» **Records for processing**:
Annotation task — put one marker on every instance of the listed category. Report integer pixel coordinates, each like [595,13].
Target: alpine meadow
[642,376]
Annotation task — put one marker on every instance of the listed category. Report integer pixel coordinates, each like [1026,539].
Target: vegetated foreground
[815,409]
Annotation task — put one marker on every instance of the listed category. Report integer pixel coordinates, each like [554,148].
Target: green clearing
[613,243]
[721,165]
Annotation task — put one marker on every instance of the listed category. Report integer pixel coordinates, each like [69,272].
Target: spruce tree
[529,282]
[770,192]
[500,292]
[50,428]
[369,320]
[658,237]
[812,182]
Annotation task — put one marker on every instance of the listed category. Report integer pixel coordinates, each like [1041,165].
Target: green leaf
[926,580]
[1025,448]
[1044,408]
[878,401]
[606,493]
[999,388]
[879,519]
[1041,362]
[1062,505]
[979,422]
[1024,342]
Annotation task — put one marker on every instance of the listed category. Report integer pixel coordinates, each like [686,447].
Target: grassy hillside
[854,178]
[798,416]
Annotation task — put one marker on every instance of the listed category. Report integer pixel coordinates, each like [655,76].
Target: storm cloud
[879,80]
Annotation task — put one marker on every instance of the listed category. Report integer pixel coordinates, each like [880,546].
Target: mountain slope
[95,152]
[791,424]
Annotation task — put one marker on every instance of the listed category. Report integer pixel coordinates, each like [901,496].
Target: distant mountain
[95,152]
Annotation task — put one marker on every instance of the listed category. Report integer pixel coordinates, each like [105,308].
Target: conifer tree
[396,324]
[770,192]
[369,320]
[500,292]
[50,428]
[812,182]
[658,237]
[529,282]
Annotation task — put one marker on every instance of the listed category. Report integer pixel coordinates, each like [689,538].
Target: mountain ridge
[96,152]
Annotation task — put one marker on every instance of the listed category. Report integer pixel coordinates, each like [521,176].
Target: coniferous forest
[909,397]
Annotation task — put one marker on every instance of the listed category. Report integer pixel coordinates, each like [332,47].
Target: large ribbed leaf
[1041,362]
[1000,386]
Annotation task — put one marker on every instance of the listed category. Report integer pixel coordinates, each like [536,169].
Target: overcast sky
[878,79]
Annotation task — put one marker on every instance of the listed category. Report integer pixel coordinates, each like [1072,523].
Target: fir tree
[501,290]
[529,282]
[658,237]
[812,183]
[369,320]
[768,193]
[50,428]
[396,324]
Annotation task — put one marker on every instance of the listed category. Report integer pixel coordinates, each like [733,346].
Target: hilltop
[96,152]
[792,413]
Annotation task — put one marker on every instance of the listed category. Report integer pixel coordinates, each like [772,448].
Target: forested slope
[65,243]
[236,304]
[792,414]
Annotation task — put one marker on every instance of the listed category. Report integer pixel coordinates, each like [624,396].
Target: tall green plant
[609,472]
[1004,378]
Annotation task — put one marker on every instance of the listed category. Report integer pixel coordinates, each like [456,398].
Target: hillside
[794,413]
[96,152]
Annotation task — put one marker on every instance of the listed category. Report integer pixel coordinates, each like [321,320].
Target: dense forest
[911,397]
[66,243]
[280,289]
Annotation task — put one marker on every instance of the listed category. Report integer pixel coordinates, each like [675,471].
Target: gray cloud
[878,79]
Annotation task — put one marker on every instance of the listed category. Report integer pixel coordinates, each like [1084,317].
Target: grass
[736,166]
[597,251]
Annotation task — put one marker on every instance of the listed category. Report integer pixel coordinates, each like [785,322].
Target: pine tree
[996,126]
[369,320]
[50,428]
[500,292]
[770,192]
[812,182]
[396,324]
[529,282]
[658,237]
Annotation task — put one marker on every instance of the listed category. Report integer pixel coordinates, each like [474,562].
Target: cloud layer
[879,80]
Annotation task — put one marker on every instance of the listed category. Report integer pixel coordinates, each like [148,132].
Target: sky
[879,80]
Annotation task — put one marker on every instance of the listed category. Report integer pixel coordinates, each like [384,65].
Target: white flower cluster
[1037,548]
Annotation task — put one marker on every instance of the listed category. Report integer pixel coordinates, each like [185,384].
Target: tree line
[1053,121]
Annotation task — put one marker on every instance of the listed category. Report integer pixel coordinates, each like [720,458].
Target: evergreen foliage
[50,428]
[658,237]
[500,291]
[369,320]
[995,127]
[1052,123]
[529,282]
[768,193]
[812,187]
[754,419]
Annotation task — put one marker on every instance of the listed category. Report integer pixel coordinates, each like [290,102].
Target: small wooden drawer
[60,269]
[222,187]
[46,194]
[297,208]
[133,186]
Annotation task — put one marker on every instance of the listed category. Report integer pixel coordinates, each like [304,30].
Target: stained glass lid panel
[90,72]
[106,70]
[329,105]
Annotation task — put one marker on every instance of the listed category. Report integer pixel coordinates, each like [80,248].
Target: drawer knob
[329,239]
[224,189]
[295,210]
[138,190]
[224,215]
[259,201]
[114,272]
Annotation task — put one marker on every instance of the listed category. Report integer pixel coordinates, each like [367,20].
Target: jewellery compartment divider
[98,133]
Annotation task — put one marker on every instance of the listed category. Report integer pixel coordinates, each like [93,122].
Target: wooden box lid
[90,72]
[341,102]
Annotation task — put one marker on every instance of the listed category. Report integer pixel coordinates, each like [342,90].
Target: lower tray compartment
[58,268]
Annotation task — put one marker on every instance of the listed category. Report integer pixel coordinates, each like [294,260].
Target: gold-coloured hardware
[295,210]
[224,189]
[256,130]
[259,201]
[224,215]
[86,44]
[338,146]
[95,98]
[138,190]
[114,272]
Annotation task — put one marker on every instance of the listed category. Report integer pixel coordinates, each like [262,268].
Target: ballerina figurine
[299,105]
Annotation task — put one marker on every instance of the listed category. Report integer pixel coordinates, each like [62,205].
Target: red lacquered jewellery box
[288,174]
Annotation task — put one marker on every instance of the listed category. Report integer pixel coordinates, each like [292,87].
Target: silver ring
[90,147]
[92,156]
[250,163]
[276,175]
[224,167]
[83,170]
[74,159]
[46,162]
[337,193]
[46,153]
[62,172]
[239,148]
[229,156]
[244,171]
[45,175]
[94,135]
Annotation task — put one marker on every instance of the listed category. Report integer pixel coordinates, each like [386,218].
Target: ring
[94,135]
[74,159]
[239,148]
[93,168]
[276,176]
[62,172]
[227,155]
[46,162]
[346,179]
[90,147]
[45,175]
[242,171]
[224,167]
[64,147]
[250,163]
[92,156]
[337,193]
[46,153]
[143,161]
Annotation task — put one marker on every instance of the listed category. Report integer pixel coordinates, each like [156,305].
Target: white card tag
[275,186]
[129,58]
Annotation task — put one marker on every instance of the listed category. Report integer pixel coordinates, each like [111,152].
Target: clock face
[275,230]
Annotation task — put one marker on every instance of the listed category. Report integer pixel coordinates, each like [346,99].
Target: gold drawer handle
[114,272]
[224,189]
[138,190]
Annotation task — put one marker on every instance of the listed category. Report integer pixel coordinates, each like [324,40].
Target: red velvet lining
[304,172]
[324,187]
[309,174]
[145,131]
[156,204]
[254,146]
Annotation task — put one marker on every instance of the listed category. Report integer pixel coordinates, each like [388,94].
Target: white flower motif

» **Directions for this task**:
Only those lines running from the one containing "each like [262,268]." through the last line of the data above are to be copied, exactly, with both ends included.

» **Exercise result**:
Annotation task — put one marker on every instance of the listed category. Report integer pixel coordinates, each like [262,268].
Target: ballerina figurine
[299,105]
Annotation task — put one marker on every instance of the listed category. Report integer pixel coordinates, each like [62,205].
Target: red lacquered jewellery box
[288,174]
Annotation task — put one marker on every instance of the listed category. Report integer pixel coordinates, each like [292,87].
Target: silver ring
[90,147]
[92,156]
[250,163]
[276,175]
[224,167]
[83,170]
[74,159]
[46,162]
[337,193]
[46,153]
[62,172]
[239,148]
[229,156]
[244,171]
[45,175]
[94,135]
Annotation task — put one marker on every instance of the listed category. Report integer pixel coordinates, each like [386,218].
Target: ring
[94,135]
[74,159]
[239,148]
[93,168]
[276,176]
[62,172]
[227,155]
[46,162]
[346,179]
[90,147]
[45,175]
[242,171]
[224,167]
[64,147]
[250,163]
[92,156]
[337,193]
[46,153]
[143,161]
Annotation task — put one marker on every instance of the listed category. Report integer pixel coordinates, each like [156,305].
Target: white card tag
[275,186]
[129,58]
Annotation task — put one marker on every instance of the listed category. Report integer pixel coordinates, each like [111,152].
Target: clock face
[275,230]
Annotation task — put one marker on every instance of the listed category. Report integer pixel coordinates, each like [346,99].
Target: gold drawer handle
[114,272]
[224,189]
[138,190]
Annotation task — put one marker on every instance of the listed category. Report integer pixel coordinates, each like [324,40].
Target: red velvet lining
[304,172]
[324,187]
[309,174]
[145,131]
[156,204]
[254,146]
Annotation task — put one marker on every instance of the listed category. Report integer pixel coordinates, each like [388,94].
Target: white flower motif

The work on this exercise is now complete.